▶ _WHAT TO PRODUCE_
Output every line of the entries from the line containing "Q: Point out each instance of the white plastic" through the last, exactly, with no other content.

▶ _DATA SHOWN_
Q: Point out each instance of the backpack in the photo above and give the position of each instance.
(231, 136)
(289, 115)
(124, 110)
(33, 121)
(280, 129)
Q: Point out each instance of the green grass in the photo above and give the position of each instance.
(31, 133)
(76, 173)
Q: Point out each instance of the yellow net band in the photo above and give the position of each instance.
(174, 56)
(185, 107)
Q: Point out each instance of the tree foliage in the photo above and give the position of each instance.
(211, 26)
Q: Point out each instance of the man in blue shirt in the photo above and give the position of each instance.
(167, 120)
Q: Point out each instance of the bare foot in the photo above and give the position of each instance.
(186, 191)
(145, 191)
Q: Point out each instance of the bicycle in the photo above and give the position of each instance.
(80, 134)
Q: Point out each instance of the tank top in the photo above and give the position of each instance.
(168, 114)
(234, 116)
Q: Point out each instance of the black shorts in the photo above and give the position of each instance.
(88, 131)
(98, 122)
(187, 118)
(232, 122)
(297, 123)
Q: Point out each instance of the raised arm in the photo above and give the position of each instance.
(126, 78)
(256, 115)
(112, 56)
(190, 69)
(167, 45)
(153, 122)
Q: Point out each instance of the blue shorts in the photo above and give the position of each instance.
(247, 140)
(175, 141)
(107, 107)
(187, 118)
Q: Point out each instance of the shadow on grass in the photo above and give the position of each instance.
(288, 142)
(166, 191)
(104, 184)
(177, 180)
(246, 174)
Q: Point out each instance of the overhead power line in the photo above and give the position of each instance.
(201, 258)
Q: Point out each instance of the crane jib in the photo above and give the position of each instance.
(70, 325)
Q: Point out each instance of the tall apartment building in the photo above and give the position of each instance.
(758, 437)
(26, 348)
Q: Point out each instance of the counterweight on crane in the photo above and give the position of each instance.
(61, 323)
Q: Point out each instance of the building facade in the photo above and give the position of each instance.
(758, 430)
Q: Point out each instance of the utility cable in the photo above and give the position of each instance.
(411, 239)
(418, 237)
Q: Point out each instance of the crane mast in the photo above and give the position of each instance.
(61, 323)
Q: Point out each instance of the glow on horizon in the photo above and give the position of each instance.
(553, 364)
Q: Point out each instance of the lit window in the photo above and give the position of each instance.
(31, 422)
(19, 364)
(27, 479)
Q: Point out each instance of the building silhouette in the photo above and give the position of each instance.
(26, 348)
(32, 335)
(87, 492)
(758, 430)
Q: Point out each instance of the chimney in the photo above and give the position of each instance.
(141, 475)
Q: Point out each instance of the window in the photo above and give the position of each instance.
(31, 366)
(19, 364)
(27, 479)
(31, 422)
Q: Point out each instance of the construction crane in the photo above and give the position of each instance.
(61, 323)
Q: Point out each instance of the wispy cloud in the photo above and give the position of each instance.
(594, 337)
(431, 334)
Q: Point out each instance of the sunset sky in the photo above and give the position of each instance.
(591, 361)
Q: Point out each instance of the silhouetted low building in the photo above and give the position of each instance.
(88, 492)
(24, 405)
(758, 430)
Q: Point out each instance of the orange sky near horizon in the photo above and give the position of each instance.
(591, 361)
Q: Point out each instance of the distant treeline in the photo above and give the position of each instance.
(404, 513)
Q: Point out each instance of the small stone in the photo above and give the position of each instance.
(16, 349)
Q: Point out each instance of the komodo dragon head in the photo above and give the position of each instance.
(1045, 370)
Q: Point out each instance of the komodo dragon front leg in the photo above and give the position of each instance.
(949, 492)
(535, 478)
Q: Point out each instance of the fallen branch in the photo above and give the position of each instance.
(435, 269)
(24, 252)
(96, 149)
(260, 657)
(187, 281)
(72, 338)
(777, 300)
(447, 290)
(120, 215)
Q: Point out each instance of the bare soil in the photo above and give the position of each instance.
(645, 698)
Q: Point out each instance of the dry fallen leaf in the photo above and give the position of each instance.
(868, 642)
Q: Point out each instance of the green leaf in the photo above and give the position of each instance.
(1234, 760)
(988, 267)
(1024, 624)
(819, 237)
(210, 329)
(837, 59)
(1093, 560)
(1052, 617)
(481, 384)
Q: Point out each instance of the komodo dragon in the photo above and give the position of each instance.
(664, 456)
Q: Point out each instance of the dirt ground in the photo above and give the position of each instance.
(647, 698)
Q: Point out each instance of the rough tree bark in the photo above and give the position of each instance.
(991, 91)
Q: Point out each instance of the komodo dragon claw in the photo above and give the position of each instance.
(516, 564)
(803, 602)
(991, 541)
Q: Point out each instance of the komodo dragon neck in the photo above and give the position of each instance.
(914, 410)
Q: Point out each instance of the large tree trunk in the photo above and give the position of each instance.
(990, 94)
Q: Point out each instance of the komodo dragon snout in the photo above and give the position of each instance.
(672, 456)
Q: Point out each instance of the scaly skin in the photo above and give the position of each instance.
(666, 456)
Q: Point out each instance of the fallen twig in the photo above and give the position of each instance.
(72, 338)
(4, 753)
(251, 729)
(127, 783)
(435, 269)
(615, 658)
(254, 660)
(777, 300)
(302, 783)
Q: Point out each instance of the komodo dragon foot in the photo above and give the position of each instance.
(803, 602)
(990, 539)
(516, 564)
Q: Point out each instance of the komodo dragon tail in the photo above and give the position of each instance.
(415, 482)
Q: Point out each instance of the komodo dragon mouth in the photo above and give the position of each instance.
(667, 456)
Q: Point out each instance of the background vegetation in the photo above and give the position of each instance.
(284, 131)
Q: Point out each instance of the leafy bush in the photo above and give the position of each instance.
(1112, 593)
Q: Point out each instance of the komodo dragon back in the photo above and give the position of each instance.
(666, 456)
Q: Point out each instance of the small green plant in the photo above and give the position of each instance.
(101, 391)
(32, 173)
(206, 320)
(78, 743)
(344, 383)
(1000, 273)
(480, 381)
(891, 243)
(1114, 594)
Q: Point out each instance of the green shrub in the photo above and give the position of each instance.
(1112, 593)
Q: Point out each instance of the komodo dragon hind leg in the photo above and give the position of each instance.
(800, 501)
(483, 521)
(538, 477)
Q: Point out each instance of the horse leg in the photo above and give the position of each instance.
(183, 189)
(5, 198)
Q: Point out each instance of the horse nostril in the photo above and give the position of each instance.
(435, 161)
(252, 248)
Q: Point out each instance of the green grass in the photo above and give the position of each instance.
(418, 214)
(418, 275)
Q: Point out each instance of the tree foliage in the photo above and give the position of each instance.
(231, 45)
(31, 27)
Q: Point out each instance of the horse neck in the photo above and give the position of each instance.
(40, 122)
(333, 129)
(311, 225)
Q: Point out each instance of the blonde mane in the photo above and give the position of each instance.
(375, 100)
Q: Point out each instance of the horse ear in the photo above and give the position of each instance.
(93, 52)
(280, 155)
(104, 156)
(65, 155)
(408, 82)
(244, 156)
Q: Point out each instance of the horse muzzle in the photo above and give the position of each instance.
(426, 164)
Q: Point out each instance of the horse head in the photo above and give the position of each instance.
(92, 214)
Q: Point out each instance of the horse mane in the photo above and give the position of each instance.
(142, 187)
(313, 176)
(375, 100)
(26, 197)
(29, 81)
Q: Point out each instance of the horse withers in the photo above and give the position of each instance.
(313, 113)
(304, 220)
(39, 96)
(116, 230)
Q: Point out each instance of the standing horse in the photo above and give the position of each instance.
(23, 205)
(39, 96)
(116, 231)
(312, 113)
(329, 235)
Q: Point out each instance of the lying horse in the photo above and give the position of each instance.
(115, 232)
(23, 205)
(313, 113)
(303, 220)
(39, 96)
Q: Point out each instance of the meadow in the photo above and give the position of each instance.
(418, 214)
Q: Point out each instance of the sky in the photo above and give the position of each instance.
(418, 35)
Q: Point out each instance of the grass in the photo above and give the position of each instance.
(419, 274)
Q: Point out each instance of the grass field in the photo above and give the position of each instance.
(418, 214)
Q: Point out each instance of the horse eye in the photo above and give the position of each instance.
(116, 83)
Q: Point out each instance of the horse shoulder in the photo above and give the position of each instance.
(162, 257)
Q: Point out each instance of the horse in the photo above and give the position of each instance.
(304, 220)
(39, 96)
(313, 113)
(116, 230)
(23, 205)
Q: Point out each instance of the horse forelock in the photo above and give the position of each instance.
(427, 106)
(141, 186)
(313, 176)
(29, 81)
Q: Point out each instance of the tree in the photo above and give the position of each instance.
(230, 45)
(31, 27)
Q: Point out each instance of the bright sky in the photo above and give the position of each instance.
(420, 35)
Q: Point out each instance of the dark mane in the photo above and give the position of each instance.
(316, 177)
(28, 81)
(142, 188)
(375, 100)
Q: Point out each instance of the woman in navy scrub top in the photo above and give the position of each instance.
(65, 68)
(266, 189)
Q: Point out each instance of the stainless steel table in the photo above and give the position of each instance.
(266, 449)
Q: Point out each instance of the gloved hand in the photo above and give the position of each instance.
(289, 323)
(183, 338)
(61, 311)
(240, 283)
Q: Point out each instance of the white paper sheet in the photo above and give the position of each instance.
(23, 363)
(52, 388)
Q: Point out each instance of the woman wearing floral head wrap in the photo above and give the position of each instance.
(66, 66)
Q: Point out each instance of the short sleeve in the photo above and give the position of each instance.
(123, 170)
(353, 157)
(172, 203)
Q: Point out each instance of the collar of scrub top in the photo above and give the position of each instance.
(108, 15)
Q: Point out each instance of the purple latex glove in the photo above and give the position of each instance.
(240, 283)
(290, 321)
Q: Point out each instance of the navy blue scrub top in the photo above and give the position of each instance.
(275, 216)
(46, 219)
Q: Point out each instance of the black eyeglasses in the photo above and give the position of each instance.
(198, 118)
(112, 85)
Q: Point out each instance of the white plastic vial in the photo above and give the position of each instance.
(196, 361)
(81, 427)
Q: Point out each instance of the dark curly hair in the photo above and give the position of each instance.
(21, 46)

▶ _YOUR RESPONSE_
Q: Point out each instance of the white plastic vial in the photo above and give the position of each instance.
(196, 361)
(81, 427)
Q: Point out each instance of the dark curly hair in the photo above and give the position of each instance.
(21, 46)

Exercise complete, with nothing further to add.